## BEGIN Available data

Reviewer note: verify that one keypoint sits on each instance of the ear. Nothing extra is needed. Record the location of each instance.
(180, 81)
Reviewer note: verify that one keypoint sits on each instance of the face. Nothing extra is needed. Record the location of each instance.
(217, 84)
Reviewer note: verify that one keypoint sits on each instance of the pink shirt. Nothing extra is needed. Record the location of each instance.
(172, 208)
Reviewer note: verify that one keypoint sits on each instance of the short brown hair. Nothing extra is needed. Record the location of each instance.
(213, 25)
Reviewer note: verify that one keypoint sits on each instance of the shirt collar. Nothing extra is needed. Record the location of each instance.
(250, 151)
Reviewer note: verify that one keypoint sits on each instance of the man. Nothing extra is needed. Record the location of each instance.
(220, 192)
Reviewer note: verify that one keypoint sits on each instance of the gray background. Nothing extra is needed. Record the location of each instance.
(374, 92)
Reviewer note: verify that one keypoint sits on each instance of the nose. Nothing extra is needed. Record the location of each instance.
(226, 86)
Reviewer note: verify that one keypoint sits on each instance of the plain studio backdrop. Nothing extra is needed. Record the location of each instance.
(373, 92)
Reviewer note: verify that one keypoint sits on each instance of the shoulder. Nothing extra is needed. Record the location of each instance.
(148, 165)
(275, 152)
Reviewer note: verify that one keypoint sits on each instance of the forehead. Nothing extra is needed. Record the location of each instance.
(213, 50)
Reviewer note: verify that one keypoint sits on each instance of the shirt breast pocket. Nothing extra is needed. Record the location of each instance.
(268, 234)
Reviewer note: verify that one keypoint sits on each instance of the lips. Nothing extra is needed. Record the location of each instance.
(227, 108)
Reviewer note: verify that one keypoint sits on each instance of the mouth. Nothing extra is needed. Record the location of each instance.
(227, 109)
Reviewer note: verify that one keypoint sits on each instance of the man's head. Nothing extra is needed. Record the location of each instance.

## END Available data

_What to produce_
Please quote nothing but the lines from the line with "of the shoulder." through the end of the data above, exactly as written, ends included.

_Worked answer_
Reviewer note: verify that one keypoint sits on each instance of the shoulder. Nothing extra is needed. Record the location of each instance.
(148, 165)
(275, 152)
Reviewer note: verify that one keypoint sits on each instance of the forehead. Nothing extra is needed. Record the location of each instance.
(213, 50)
Reviewer note: verify that one keypoint sits on each instance of the shirt breast pocket. Nothing extra is needed. Record the location of each instance.
(268, 234)
Reviewer note: verify that one keypoint sits on each instance of the lips. Nothing extra is needed. Record the location of each instance.
(227, 108)
Reviewer note: verify that one keypoint sits on each instance of the mouth. Nothing extra is needed. Record the location of each instance.
(227, 109)
Reviewer note: verify that one keypoint sits on each instance of the man's head. Nothing extra is needed. Record the location of each instance.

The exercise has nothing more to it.